This article describes a human-reviewed Uzbek legal-domain named entity recognition (NER) dataset developed as a reusable resource for low-resource legal NLP. The release contains 12 entity categories: PER, ORG, LOC, DATE, MONEY, POSITION, DOCNO, LAW, COURT, BANK, TIN, and CADASTRE. The dataset is provided in XLSX, CSV, JSON, and JSONL formats and is structured into two complementary layers: a core subset of manually reviewable source-grounded records and an extended augmented subset used to support lower-frequency labels in training-oriented settings. The package also includes supporting documentation, split guidance, a data dictionary, and review-related metadata, including provenance, verification status, and quality flags. Character-level start and end offsets are included where recoverable. The release is intended to facilitate Uzbek legal NER research, resource curation, and transparent reuse under provenance-aware conditions.

Keywords

Uzbek language; legal named entity recognition; legal NLP; low-resource NLP; dataset; information extraction; synthetic augmentation; sequence labeling.

■ ■ ■ ■ ■

## REQUIRED WORK
(A) According to the dataset description, why does the release include an extended augmented subset alongside the core subset? Answer in one to three sentences.
(B) Copy the lines of the records word for word, starting at the line containing "Task: find the tomato" and ending at the last line of the records, both included.
The records that follow have no connection to the dataset description.

■ ■ ■ ■ ■

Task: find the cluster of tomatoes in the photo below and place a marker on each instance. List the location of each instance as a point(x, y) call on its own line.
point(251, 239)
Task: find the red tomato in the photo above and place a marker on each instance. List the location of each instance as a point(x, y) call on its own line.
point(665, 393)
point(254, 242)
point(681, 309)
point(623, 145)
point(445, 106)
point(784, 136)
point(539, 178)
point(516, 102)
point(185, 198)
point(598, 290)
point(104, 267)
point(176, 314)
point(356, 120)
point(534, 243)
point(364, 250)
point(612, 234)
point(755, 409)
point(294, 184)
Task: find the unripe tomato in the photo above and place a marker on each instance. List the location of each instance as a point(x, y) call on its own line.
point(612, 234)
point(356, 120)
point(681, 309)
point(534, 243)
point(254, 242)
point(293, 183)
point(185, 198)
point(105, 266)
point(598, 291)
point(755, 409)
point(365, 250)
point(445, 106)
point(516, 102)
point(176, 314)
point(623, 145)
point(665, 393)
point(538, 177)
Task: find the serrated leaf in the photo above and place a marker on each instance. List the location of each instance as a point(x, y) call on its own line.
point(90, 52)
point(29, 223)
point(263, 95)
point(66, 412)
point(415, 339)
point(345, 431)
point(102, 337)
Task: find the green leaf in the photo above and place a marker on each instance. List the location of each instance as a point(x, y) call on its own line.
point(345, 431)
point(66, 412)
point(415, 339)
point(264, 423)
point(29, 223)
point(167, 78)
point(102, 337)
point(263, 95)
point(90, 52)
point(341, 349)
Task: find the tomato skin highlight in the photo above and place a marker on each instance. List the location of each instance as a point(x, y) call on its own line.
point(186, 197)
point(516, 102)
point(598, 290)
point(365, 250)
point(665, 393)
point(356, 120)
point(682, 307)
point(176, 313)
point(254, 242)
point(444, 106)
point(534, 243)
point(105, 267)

■ ■ ■ ■ ■

## OUTPUTS BY TASK
(A) The extended augmented subset supports lower-frequency labels in training-oriented settings. It complements the core subset, which holds manually reviewable source-grounded records.

(B)
Task: find the tomato skin highlight in the photo above and place a marker on each instance. List the location of each instance as a point(x, y) call on its own line.
point(186, 197)
point(516, 102)
point(598, 290)
point(365, 250)
point(665, 393)
point(356, 120)
point(682, 307)
point(176, 313)
point(254, 242)
point(444, 106)
point(534, 243)
point(105, 267)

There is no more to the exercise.